## THE DATA
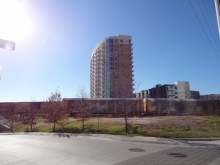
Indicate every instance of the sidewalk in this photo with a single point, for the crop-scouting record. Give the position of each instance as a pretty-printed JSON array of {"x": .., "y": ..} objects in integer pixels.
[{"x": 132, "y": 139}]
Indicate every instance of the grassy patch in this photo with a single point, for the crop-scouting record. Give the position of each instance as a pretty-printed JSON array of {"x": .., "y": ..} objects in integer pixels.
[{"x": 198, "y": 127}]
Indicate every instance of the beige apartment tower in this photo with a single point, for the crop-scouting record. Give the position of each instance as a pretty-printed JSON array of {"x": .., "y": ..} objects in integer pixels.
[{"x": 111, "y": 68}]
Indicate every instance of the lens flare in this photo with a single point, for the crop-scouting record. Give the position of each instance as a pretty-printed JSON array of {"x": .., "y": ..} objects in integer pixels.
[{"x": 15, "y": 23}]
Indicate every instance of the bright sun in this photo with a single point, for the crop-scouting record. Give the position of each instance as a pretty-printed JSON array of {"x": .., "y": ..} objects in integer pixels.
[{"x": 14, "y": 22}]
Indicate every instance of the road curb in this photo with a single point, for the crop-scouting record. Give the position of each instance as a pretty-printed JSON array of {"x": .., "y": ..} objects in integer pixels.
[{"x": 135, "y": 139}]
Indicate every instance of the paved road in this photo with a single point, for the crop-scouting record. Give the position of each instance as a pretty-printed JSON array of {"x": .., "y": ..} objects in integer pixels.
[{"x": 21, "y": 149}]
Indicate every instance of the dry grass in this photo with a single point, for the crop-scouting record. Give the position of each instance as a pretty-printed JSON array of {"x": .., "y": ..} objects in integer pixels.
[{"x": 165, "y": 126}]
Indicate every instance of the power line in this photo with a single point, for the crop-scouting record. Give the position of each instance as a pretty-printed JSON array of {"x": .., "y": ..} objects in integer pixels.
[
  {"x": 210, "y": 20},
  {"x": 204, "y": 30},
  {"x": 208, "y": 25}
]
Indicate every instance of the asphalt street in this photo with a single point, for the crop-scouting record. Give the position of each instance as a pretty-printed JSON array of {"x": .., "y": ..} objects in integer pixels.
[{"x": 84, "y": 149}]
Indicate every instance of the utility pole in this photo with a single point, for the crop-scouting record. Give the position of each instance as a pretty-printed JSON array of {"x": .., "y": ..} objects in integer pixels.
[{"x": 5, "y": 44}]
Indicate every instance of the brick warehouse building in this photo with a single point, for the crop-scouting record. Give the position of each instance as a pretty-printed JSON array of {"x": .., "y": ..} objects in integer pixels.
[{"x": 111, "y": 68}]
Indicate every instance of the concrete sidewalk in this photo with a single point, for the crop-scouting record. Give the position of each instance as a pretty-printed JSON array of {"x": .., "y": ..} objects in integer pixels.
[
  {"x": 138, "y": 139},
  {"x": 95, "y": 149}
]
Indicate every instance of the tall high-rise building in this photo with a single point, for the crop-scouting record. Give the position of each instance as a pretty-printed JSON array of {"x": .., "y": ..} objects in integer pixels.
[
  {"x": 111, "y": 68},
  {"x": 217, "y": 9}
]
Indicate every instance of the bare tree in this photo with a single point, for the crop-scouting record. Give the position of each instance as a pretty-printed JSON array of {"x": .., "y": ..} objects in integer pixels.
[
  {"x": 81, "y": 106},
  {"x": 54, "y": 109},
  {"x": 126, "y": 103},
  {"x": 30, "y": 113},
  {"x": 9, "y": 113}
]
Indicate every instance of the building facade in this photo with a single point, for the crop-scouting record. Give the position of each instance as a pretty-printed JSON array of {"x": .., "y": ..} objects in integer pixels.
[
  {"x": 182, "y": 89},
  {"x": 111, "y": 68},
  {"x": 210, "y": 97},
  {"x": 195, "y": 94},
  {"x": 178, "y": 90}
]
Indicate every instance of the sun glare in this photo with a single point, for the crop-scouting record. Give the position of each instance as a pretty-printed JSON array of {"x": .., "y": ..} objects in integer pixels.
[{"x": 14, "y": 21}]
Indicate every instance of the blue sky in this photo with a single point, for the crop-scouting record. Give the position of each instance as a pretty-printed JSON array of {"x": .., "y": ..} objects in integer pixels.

## TASK INSTRUCTIONS
Restate each entry word for word, please, but drop any images it holds.

## RESPONSE
Indicate every instance of the sidewalk in this photo with a single point, for the crop-scouting record. Give the position of each instance as a pretty-printed JSON array of {"x": .., "y": ..} objects in integer pixels.
[{"x": 132, "y": 139}]
Indicate every instance of the grassy patch in this photo with a single point, for the crop-scouting record. Give the position of each instance as a pretty-printed JSON array of {"x": .., "y": ..} objects in integer pixels.
[{"x": 198, "y": 127}]
Indicate every instance of the beige apartment tower in this photo with a single point, for the crop-scouting record. Give the position of each instance as a pretty-printed JSON array of {"x": .., "y": ..} objects in integer pixels.
[{"x": 111, "y": 68}]
Indicate every instance of the lens flare in this photo with a single point, for the crop-scouting record. Give the position of each instance as a pretty-printed JSON array of {"x": .., "y": ..} objects in integer pixels.
[{"x": 15, "y": 23}]
Indicate every instance of the bright sun in this photo with a single point, for the crop-scouting record. Give the position of each instance as a pretty-printed JSON array of {"x": .., "y": ..} objects in integer pixels.
[{"x": 14, "y": 22}]
Indicate every instance of the road curb in this photo with a single point, for the crop-scouting record. Give the position of each instance as a pretty-printed JSON array of {"x": .., "y": ..} objects in integer pixels.
[{"x": 135, "y": 139}]
Indicate every instance of the paved road in this photo with a single point, for the crop-scouting record. Give the position of each instance as a pretty-printed JSON array of {"x": .., "y": ..} objects in integer pixels.
[{"x": 21, "y": 149}]
Indicate every instance of the dry grass in this photo with a single point, for the crop-scouting record. Give the position of each instance as a pretty-printed JSON array of {"x": .., "y": ..} objects in integer pixels.
[{"x": 165, "y": 126}]
Indicate every instance of the power line in this photo with a single point, for the crop-scouting record. Give the position of each instance as a pretty-printed JSON array of {"x": .., "y": ..} objects in integer pixels.
[
  {"x": 210, "y": 20},
  {"x": 204, "y": 30},
  {"x": 208, "y": 25}
]
Indicate every instance of the asphalt street in this photo with a single point, for the crop-scouting record. Give the position of each instance as a pretty-printed JSON array of {"x": .., "y": ..} objects in integer pixels.
[{"x": 84, "y": 149}]
Indicate every instance of the utility pole in this photo with a single point, for the crop-scouting record. Give the position of each instance as a pretty-printed JSON array of {"x": .., "y": ..} objects in integer pixels.
[{"x": 5, "y": 44}]
Indicate every instance of the brick warehouse building in this photo with a single point, for the crop-scouting record. Give the position of each instance as a pretty-printed JSON array of {"x": .., "y": ..} objects in integer pixels.
[{"x": 111, "y": 68}]
Indicate every instance of the concrete sidewalk in this photo with a single point, for the crop-scouting record. Give the position of each instance as a pretty-printed JSON array of {"x": .., "y": ..} objects in integer pixels.
[
  {"x": 138, "y": 139},
  {"x": 95, "y": 149}
]
Indicate every instance of the tall high-rise building in this photo with a single point, for the crop-scouting record. Give the position of each instance as a pretty-printed JSON array of {"x": .., "y": ..} objects in integer pixels.
[
  {"x": 111, "y": 68},
  {"x": 217, "y": 9}
]
Indicate every instance of the bare tree in this photo with a single point, for the crop-scouting record. Give the position of each instance as a pretty-printed JSON array of {"x": .., "y": ..} objects in integer pixels.
[
  {"x": 81, "y": 106},
  {"x": 54, "y": 109},
  {"x": 126, "y": 103},
  {"x": 30, "y": 113},
  {"x": 9, "y": 113}
]
Indicate every instance of the building facade in this photo with a single point, for the crop-scouting record. Give the position of each instance as a pretty-printed JSON array of {"x": .., "y": ..} objects in integer pixels.
[
  {"x": 182, "y": 89},
  {"x": 111, "y": 68},
  {"x": 210, "y": 97},
  {"x": 195, "y": 94},
  {"x": 178, "y": 90}
]
Indicate every instance of the sun glare in this photo with a single point, for the crop-scouting record. Give the position of each instance as a pretty-printed JSON array of {"x": .., "y": ..} objects in integer pixels.
[{"x": 14, "y": 21}]
Indicate every instance of the blue sky in this photo with a single point, for the crop-scouting record. Give the position of each instance as a pretty-printed JSON array of {"x": .., "y": ..} objects in integer pixels.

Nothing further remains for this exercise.